DIRECTIVE >> Reproduce all of the lines below word for word, leaving out the pictures.

DATA FOR THE TASK >>
#####

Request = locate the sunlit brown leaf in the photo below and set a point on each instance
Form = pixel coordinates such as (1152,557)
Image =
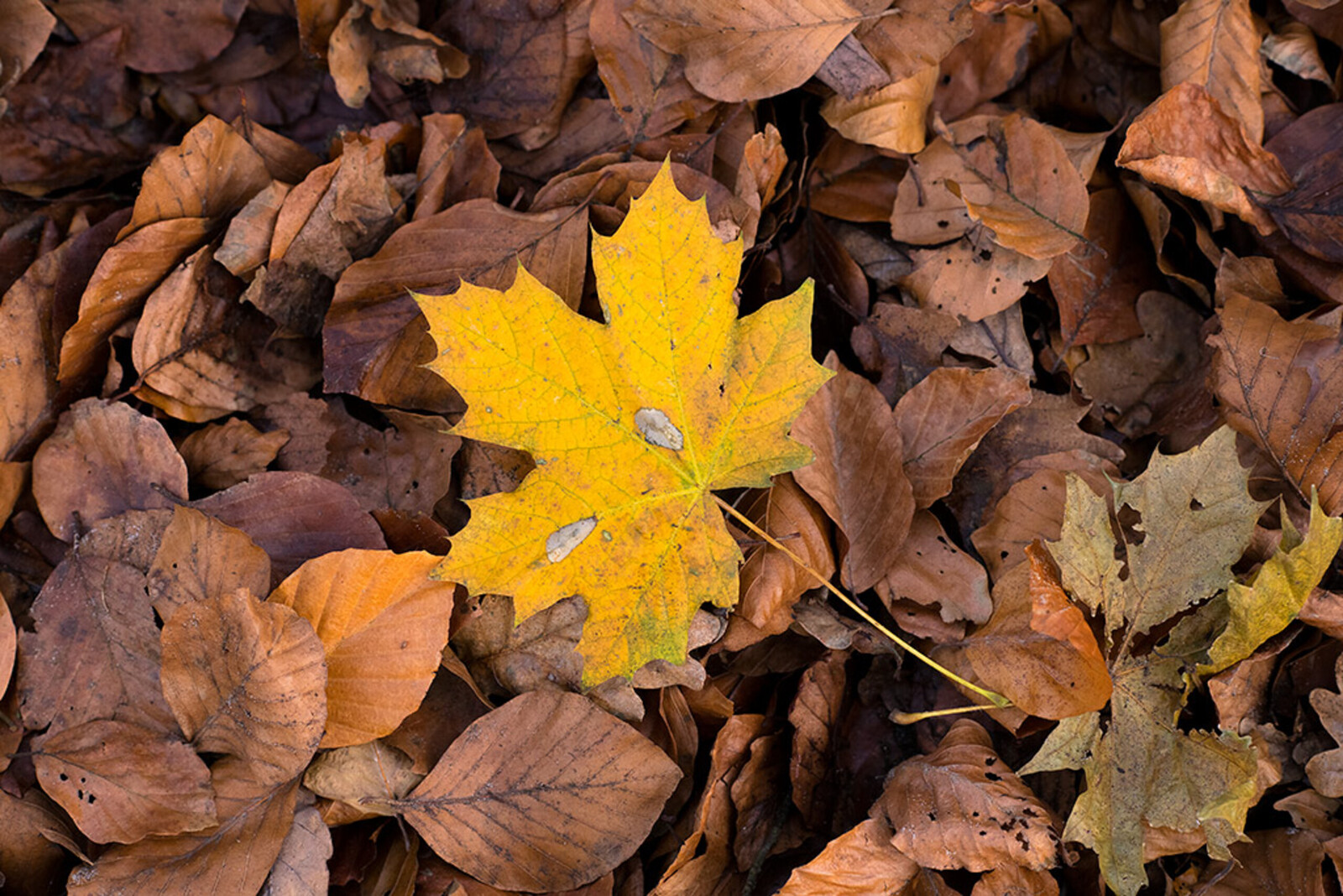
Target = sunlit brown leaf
(771,581)
(943,419)
(295,517)
(454,165)
(891,117)
(544,793)
(225,454)
(1215,44)
(254,817)
(101,461)
(367,775)
(248,679)
(1282,384)
(1185,141)
(301,867)
(375,338)
(960,806)
(648,85)
(1038,649)
(857,862)
(121,782)
(198,558)
(383,623)
(750,49)
(856,474)
(931,570)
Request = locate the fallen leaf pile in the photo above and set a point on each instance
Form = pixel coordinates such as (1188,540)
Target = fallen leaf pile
(427,431)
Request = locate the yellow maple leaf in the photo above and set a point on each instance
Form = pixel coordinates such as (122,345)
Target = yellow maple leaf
(630,423)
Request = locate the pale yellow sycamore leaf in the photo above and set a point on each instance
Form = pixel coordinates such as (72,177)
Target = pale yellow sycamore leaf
(630,423)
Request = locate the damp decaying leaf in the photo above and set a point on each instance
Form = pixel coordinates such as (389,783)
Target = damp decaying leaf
(1193,518)
(619,508)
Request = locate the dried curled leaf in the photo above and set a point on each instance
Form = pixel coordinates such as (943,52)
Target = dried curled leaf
(544,793)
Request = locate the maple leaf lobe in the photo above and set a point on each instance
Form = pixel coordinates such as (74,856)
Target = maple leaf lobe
(631,425)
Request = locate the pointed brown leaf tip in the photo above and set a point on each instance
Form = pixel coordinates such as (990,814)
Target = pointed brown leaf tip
(544,793)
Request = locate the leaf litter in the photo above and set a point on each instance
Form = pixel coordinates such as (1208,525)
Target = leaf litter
(420,472)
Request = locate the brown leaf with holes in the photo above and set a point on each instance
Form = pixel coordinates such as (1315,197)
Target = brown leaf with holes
(201,557)
(960,806)
(943,419)
(383,623)
(1282,384)
(856,474)
(101,461)
(544,793)
(1215,44)
(248,679)
(1038,649)
(255,815)
(225,454)
(121,782)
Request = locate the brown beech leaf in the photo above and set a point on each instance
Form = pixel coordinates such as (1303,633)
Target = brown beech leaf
(234,857)
(1215,44)
(771,581)
(1025,190)
(121,782)
(454,165)
(97,609)
(1282,384)
(962,806)
(375,338)
(891,117)
(933,571)
(750,49)
(816,714)
(856,475)
(943,419)
(101,461)
(544,793)
(198,558)
(188,187)
(1096,284)
(222,455)
(648,85)
(191,345)
(295,517)
(1188,143)
(248,679)
(301,868)
(1038,649)
(1311,215)
(860,862)
(383,623)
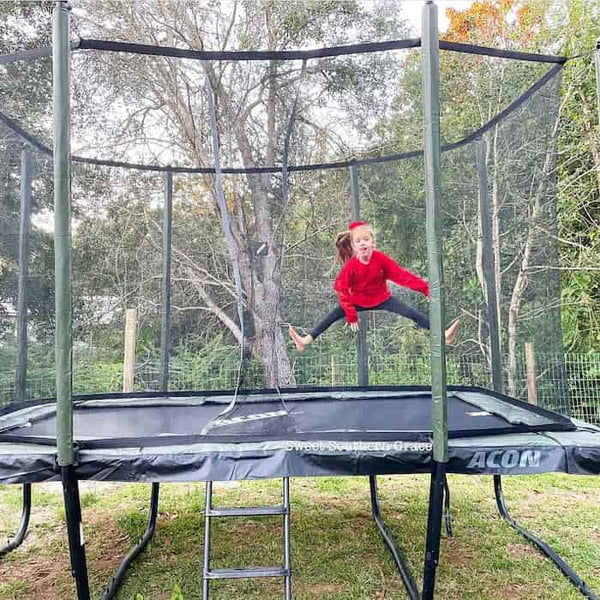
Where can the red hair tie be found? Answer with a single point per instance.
(356, 224)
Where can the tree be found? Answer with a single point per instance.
(167, 117)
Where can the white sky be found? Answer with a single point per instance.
(412, 11)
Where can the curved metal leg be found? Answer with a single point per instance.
(409, 583)
(541, 545)
(119, 576)
(25, 515)
(434, 527)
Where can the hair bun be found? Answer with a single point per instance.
(356, 224)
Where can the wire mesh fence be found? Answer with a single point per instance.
(577, 374)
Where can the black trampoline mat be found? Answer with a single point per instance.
(273, 417)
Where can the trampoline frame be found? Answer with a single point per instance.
(439, 492)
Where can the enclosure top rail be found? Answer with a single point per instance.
(12, 124)
(262, 55)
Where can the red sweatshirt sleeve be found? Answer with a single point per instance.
(342, 287)
(403, 277)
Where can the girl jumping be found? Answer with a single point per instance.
(362, 285)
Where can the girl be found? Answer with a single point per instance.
(362, 285)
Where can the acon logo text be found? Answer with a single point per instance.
(505, 459)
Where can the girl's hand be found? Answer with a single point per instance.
(353, 326)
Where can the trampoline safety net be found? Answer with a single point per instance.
(304, 145)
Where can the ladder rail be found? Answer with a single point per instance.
(284, 571)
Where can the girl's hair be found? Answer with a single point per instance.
(343, 243)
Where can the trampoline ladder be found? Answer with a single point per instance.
(249, 572)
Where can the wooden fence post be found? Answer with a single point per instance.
(129, 348)
(530, 363)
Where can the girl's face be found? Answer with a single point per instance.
(363, 243)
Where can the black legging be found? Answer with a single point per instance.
(391, 305)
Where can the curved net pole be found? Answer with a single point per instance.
(222, 204)
(285, 189)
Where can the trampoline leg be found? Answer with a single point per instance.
(447, 513)
(119, 576)
(409, 583)
(75, 532)
(434, 528)
(25, 514)
(541, 545)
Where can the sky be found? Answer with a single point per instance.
(412, 11)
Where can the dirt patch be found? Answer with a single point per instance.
(48, 574)
(455, 554)
(518, 592)
(47, 577)
(518, 550)
(323, 590)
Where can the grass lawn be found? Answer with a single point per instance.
(336, 549)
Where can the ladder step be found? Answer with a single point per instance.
(248, 572)
(249, 511)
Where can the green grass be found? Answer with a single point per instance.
(336, 549)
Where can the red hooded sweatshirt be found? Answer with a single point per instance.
(366, 285)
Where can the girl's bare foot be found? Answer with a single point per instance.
(300, 341)
(451, 332)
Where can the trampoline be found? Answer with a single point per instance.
(368, 431)
(313, 432)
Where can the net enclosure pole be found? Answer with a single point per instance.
(597, 61)
(432, 157)
(431, 134)
(24, 231)
(165, 331)
(62, 290)
(489, 269)
(62, 235)
(362, 349)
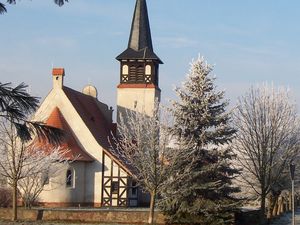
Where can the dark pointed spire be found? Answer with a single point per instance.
(140, 42)
(140, 35)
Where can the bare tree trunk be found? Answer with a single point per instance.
(290, 201)
(152, 207)
(15, 202)
(263, 208)
(274, 213)
(271, 204)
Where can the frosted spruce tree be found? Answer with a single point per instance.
(202, 131)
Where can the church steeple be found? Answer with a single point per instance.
(139, 71)
(140, 35)
(140, 41)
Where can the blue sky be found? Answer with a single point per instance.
(249, 42)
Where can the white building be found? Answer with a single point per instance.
(97, 177)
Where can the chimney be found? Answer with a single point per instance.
(58, 77)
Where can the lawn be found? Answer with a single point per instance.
(3, 222)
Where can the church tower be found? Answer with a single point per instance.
(139, 67)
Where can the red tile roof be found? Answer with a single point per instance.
(70, 145)
(58, 71)
(101, 129)
(137, 86)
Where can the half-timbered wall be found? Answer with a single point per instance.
(115, 180)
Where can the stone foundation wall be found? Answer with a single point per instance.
(115, 216)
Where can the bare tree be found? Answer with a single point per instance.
(50, 164)
(267, 138)
(3, 8)
(21, 159)
(142, 143)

#####

EXERCISE SOLUTION >>
Request = locate the sunlit brown leaf in the photo below and set a point on each instance
Form = pixel coordinates such as (1152,557)
Image =
Target = sunlit brown leaf
(771,581)
(943,419)
(295,517)
(454,165)
(891,117)
(544,793)
(225,454)
(1215,44)
(254,817)
(101,461)
(367,775)
(248,679)
(1282,384)
(1185,141)
(301,867)
(375,338)
(960,806)
(648,85)
(1038,649)
(857,862)
(121,782)
(198,558)
(383,623)
(750,49)
(856,474)
(931,570)
Request = locate the fallen leaf pile in the photo above and set a point on each instance
Form = pixel coordinates such as (1188,540)
Target = fallen leaf pile
(427,431)
Request = locate the yellow maple leaf in the photo above and set a point on each instance
Form = pixel coordinates such as (122,345)
Target = yellow maple leaf
(630,423)
Request = locate the pale yellow sycamore leaf in the photo above and set a point on each instance
Form = pixel coordinates such as (72,177)
Target = pale yellow sycamore leaf
(630,423)
Request = locate the damp decaying leaf in the photo above and set a point on each instance
Form = pixel coordinates such as (389,783)
Target = damp decaying leaf
(1193,518)
(619,508)
Request = locate the dried curled leaf in the photo above and set a point on each instance
Form = pixel coordinates such as (943,52)
Target = dried curled leaf
(544,793)
Request = locate the maple leaf lobe in the photo above and set a point on each instance
Form = pixel coordinates such as (74,856)
Target = maple leaf lobe
(631,425)
Request = locate the pointed brown leaf tip in the photo above and set a point on each instance
Form = pixel coordinates such as (990,814)
Target = pointed brown leaf tip
(544,793)
Request = locate the leaf litter in the photo above and set a point on each instance
Form = pixel coordinates such as (1208,525)
Target = leaf litter
(420,472)
Request = locate the brown leaf with holes in the photo above and set a point on each instance
Form = pixel coordinates such as (1315,197)
Target = brown leaf with holes
(201,557)
(960,806)
(943,419)
(383,623)
(1282,384)
(856,474)
(101,461)
(544,793)
(1215,44)
(248,679)
(1038,649)
(255,815)
(225,454)
(121,782)
Request = locate the brown beech leaf in the photo above and set a point on each instance
Form = pixel coordinates such as (1303,633)
Target = brown beech leaf
(234,857)
(1215,44)
(771,581)
(1025,190)
(121,782)
(454,165)
(97,609)
(1282,384)
(962,806)
(375,338)
(891,117)
(933,571)
(750,49)
(816,714)
(856,475)
(943,419)
(101,461)
(544,793)
(198,558)
(188,187)
(1096,284)
(222,455)
(648,85)
(191,345)
(295,517)
(1188,143)
(248,679)
(301,868)
(1038,649)
(1311,215)
(860,862)
(383,623)
Where can the red hair tie be found? Answer with a single point per instance.
(356, 224)
Where can the tree be found? Answer with a single point per instance.
(167, 117)
Where can the white sky be found? Answer with a single point per instance.
(412, 11)
Where can the curved metal leg be found? Answer with a single point per instance.
(409, 583)
(541, 545)
(119, 576)
(25, 515)
(434, 527)
Where can the hair bun be found? Answer with a single point per instance.
(356, 224)
Where can the wire mesh fence be found? Answer with a single point per instance.
(577, 374)
Where can the black trampoline mat be found? Answer with a single point per instance.
(273, 417)
Where can the trampoline frame be found? Answer with a single point per instance.
(439, 492)
Where can the enclosure top rail be found? Answer with a single point per instance.
(12, 124)
(262, 55)
Where can the red sweatshirt sleeve be found? Answer with a single point per instance.
(342, 287)
(403, 277)
Where can the girl jumping be found? Answer with a single point per instance.
(362, 285)
Where can the girl be found? Answer with a single point per instance.
(362, 285)
Where can the acon logo text be found? Answer with a single point per instance.
(505, 459)
Where can the girl's hand be found? Answer with a single point per instance.
(353, 326)
Where can the trampoline safety net be found? Answer with a single point per instance.
(304, 145)
Where can the ladder rail be found? Answer with a single point per instance.
(284, 571)
Where can the girl's hair be found? Answer with a single point per instance.
(343, 243)
Where can the trampoline ladder be found? Answer with a single point per instance.
(249, 572)
Where can the wooden fence post be found? Answer with a single point per instance.
(129, 348)
(530, 363)
Where can the girl's face be found? Answer with a single point per instance.
(363, 243)
Where can the black legging be found? Answer with a single point per instance.
(391, 305)
Where can the curved net pole be found? Answer with a single point per instance.
(222, 204)
(285, 189)
Where can the trampoline leg be found? Answer with a single point per instance.
(447, 513)
(119, 576)
(409, 583)
(75, 532)
(434, 528)
(25, 514)
(541, 545)
Where can the sky be found? Answer with a single point per instance.
(412, 11)
Where can the dirt patch be found? Answer with a single point per instance.
(48, 574)
(455, 554)
(518, 592)
(47, 577)
(518, 550)
(323, 590)
Where can the grass lawn be found? Answer with a single point per instance.
(336, 549)
Where can the ladder step be found? Answer with a single point per instance.
(248, 572)
(249, 511)
Where can the green grass be found? Answer with a single point per instance.
(336, 549)
Where can the red hooded sweatshirt be found? Answer with a single point per instance.
(366, 285)
Where can the girl's bare foot be found? Answer with a single point per instance.
(300, 341)
(451, 332)
Where can the trampoline be found? Answer with a single point per instance.
(368, 431)
(313, 432)
Where can the net enclosure pole be found? Answer with a single point per instance.
(597, 61)
(432, 157)
(431, 134)
(24, 231)
(165, 331)
(62, 290)
(489, 269)
(62, 235)
(362, 349)
Where can the dark pointed spire be found? Answer with a single point per instance.
(140, 42)
(140, 35)
Where can the bare tree trunk be found? Answer with a single point per instance.
(290, 201)
(152, 207)
(15, 202)
(263, 208)
(274, 213)
(271, 204)
Where can the frosted spruce tree be found? Answer with a single point per instance.
(202, 131)
Where can the church steeple be found? Answer with a single point per instance.
(139, 71)
(140, 35)
(140, 41)
Where can the blue sky be found? Answer with a single point per instance.
(249, 42)
Where can the white building be found? Answer with a single point per instance.
(97, 177)
Where can the chimney be found? Answer with a single point per instance.
(58, 77)
Where can the lawn be found? Answer with a single point per instance.
(3, 222)
Where can the church tower be found? Answer with a single point per instance.
(139, 67)
Where can the red tile roof be found? Answer with a single point per instance.
(70, 145)
(58, 71)
(101, 129)
(137, 86)
Where can the half-timbered wall be found? Answer with a single point per instance.
(115, 180)
Where can the stone foundation wall be found? Answer with a single point per instance.
(115, 216)
Where can the bare tree be found? Answer with a single point per instance.
(50, 164)
(267, 138)
(3, 8)
(21, 159)
(142, 143)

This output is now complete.